### Metin bölümü
************
MHP TBMM Grup Toplantısı - Son Dakika
Politika

MHP TBMM Grup Toplantısı

MHP Genel Başkanı Devlet Bahçeli, "Milliyetçi Hareket Partisi başkanlık sistemine tümden karşı olup, parlamenter sistemin revize edilerek güçlendirilmesinden yanadır" dedi.

05.01.2016 13:07

MHP Genel Başkanı Devlet Bahçeli,  "Milliyetçi Hareket Partisi başkanlık sistemine tümden karşı olup, parlamenter sistemin revize edilerek güçlendirilmesinden yanadır" dedi.

Bahçeli, partisinin TBMM Grup toplantısında yaptığı konuşmada, anayasaların çağın ihtiyaç ve yönelimlerine göre yenilenmesinin ve yeni baştan yazılmasının zorunlu olduğunu belirtti.

"Ancak 'yeniden yazıyoruz' kisvesiyle, anayasanın içine yerleştirilecek karanlık ve kindar hevesleri hoş görmek, bunlara kulak tıkamak bir o kadar ahlak dışı ve vatana ihanetle eş değer bir sapma halidir" ifadesini kullanan Devlet Bahçeli, anayasanın, herhangi bir parti veya siyasal hareketin mahsulü değil, topyekun 78 milyonun tamamına ait olması, zamanlar üstü bir zeka ve demokratik ölçülere dayanması gerektiğini kaydetti.

Devlet Bahçeli, "Bugün Türkiye'nin yeni bir anayasaya ihtiyaç duyduğu inkar edilmez bir gerçektir. 140 yıllık anayasa tartışması diyalog ve kapsayıcı uzlaşmayla bitirilmelidir. Parti olarak biz de bu konuda olumlu ve sıcak bir tutum içindeyiz" diye konuştu.

Başbakan Ahmet Davutoğlu'nun, bu kapsamda, dün partilerine gerçekleştirdiği ziyarete değinen Bahçeli, son derece yararlı, nazik ve olumlu bir havada geçen görüşmede, başta anayasa olmak üzere, TBMM İçtüzüğü, bütçe süreci, terörle mücadele, iç ve dış siyasi gelişmelerin ele alındığını, karşılıklı düşüncelerin paylaşıldığını anlattı.
************
### Verilen malzeme
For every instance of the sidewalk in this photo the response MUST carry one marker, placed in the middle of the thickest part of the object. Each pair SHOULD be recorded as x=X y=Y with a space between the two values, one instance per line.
************
### Görev 1
MHP grup toplantısı haberine göre, Başbakan Davutoğlu'nun ziyaretindeki görüşmede ele alınan konuları sıralayın.
### Görev 2
MHP grup toplantısı haberini, metnin son cümlesinden itibaren sürdürün.
Malzeme, metinden ayrı ve bağımsız bir içeriktir.

### Cevap 1
- Anayasa
- TBMM İçtüzüğü
- Bütçe süreci
- Terörle mücadele
- İç ve dış siyasi gelişmeler

### Cevap 2
Devlet Bahçeli, görüşmeye ilişkin şu bilgileri verdi:

"Milliyetçi Hareket Partisi olarak yeni bir anayasa yapılması konusunda herhangi bir engel görmediğimizi, bu kapsamda üzerimize düşeni yapacağımızı samimiyetle muhataplarımıza ilettik. 19 Ekim 2011 tarihinde çalışmalarına başlayan ve Meclis'te grubu bulunan siyasi partilerin eşit sayıda temsilci vermeleriyle, vücut bulan Anayasa Hazırlık ve Uzlaşma Komisyonu'nun tekrar canlandırılmasını faydalı bulduğumuzu söyledik ve bu konuda da mutabık kaldık. Bu komisyonun çalışma usul ve esaslarının belirlenerek, daha önceden kabul edilen 60 maddenin aynen korunması hususunda fikir birliğine vardık. Temennimiz milletimize hak ettiği ölçü, kalite ve nitelikte bir anayasa yapılması ve kazandırılmasıdır.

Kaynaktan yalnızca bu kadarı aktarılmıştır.